About this exercise: The result should be a faithful copy of every entry below, with the pictures left out.

*** Opening of Task material ***

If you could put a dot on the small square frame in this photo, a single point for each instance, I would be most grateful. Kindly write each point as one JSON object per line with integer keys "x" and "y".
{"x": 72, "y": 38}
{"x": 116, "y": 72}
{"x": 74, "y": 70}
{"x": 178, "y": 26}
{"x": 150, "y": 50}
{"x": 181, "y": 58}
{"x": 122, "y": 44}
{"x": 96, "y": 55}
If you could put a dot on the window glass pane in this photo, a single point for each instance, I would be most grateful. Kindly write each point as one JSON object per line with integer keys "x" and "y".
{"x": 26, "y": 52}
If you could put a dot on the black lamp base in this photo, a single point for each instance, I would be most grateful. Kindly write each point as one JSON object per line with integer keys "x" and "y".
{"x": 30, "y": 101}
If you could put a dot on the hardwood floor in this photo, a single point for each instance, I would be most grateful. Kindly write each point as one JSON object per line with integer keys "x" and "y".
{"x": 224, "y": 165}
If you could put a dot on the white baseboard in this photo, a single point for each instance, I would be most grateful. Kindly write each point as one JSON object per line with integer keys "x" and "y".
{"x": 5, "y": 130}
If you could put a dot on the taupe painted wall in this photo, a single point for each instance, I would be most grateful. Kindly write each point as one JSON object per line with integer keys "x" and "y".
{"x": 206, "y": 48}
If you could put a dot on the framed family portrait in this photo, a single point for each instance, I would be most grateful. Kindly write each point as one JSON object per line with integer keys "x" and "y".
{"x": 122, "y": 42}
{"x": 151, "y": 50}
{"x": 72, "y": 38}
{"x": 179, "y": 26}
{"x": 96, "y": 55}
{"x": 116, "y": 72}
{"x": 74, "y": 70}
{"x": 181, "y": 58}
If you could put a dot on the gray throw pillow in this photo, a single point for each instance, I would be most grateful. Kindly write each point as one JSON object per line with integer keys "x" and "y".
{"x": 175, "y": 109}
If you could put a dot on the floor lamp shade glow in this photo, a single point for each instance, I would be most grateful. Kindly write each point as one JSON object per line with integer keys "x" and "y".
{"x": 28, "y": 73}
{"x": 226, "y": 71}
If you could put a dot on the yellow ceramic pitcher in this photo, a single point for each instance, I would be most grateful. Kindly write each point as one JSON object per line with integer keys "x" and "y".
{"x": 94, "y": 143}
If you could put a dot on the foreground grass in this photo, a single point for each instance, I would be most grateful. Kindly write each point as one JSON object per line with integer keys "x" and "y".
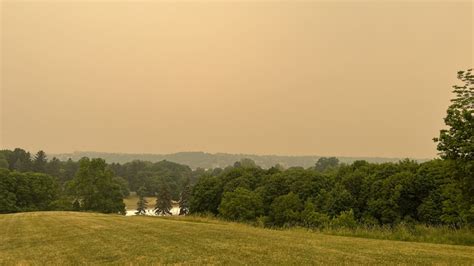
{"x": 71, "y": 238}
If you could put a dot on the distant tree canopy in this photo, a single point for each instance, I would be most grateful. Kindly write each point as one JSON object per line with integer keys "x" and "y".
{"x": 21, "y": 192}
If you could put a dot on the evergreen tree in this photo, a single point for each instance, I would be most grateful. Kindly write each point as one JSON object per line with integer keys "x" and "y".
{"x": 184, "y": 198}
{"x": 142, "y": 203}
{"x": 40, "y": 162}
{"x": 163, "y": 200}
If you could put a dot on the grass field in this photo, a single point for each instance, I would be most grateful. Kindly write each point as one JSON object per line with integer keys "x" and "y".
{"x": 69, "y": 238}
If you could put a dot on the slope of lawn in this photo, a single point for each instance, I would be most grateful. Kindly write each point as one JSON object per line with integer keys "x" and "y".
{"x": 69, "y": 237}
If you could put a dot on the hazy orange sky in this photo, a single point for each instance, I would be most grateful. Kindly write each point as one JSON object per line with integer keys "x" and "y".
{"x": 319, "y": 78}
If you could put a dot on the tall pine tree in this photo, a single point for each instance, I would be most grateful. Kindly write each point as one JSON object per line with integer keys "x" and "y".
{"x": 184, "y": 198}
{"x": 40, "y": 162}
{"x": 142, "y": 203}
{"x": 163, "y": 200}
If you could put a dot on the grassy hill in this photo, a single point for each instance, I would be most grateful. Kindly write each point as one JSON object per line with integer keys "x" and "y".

*** Close of Task material ***

The answer:
If you could put a dot on the small square frame in this photo, a single point for each instance, I would be most grateful. Kindly write each point as one JSON object per line with integer keys "x" and "y".
{"x": 72, "y": 38}
{"x": 116, "y": 72}
{"x": 74, "y": 70}
{"x": 178, "y": 26}
{"x": 150, "y": 50}
{"x": 181, "y": 58}
{"x": 122, "y": 44}
{"x": 96, "y": 55}
If you could put a dot on the window glass pane in this photo, a single point for each instance, I would be most grateful. Kindly write each point as one JSON object per line with integer keys "x" and "y".
{"x": 26, "y": 52}
If you could put a dot on the black lamp base in this photo, a single point for each instance, I would be most grateful. Kindly write each point as one JSON object per line with integer keys "x" and "y".
{"x": 30, "y": 101}
If you could put a dot on the hardwood floor in this photo, a single point for each instance, I would be most grateful. Kindly write each point as one JSON object per line with integer keys "x" and "y".
{"x": 224, "y": 165}
If you could put a dot on the white baseboard in this photo, a single point for each instance, I would be most grateful. Kindly write each point as one JSON object per line with integer keys "x" and "y".
{"x": 5, "y": 130}
If you could put a dot on the taupe painted wall in this photo, a single point for each instance, I would be most grateful. Kindly write each point as one JSON object per line with integer keys "x" and "y".
{"x": 206, "y": 48}
If you could put a dot on the framed family portrait in this photo, a single point for each instance, I would be most grateful. Kindly write each point as one JSON object per line with integer keys "x" and "y".
{"x": 122, "y": 42}
{"x": 151, "y": 50}
{"x": 72, "y": 38}
{"x": 179, "y": 26}
{"x": 96, "y": 55}
{"x": 116, "y": 72}
{"x": 74, "y": 70}
{"x": 181, "y": 58}
If you could put a dot on the gray throw pillow in this photo, a single point for each instance, I would be most grateful. Kindly write each point as one JSON object per line with integer keys "x" and "y".
{"x": 175, "y": 109}
If you could put a dot on the floor lamp shade glow in this photo, a single point for each instance, I would be most grateful. Kindly write each point as one JSON object per line with integer keys "x" and "y".
{"x": 28, "y": 73}
{"x": 226, "y": 71}
If you could put a dot on the yellow ceramic pitcher in this photo, a single point for each instance, I would be most grateful. Kindly write each point as one JSON object per line with integer keys "x" and "y".
{"x": 94, "y": 143}
If you could put a dot on the foreground grass in this photo, a single point for each instance, I would be most grateful. Kindly write each point as one JSON object per line with integer keys "x" and "y".
{"x": 71, "y": 238}
If you could put a dot on the distant tree canopy in this photo, a single point for each instance, I would be most grateful. Kindly write each point as one JSON object per line with integer keys "x" and "y".
{"x": 21, "y": 192}
If you could put a dot on the evergreen tree in this photo, a single point for each instance, I would be most grateful. Kindly write each point as one JSON object per line with integer keys "x" and "y".
{"x": 184, "y": 198}
{"x": 142, "y": 203}
{"x": 40, "y": 162}
{"x": 163, "y": 200}
If you could put a dot on the grass field in this photo, a single point for each instance, I would be most grateful. Kindly write each point as one JSON object per line with integer keys "x" and "y".
{"x": 69, "y": 238}
If you could put a dot on the slope of lawn in this photo, a single point for each instance, I would be most grateful. Kindly write each point as one JSON object per line with integer keys "x" and "y".
{"x": 69, "y": 237}
If you could put a dot on the hazy orange sky in this photo, a single point for each instance, I would be most grateful. Kindly write each point as one JSON object per line with integer keys "x" and "y".
{"x": 319, "y": 78}
If you could put a dot on the tall pine tree in this photo, a single point for each instance, I would be most grateful. Kindly write each point as one JSON object per line with integer keys "x" and "y".
{"x": 184, "y": 198}
{"x": 40, "y": 162}
{"x": 142, "y": 203}
{"x": 163, "y": 200}
If you could put a dot on the grassy hill in this photo, a single point for each instance, I would be most grateful. Kindly write each point as one JSON object per line with integer keys "x" and "y".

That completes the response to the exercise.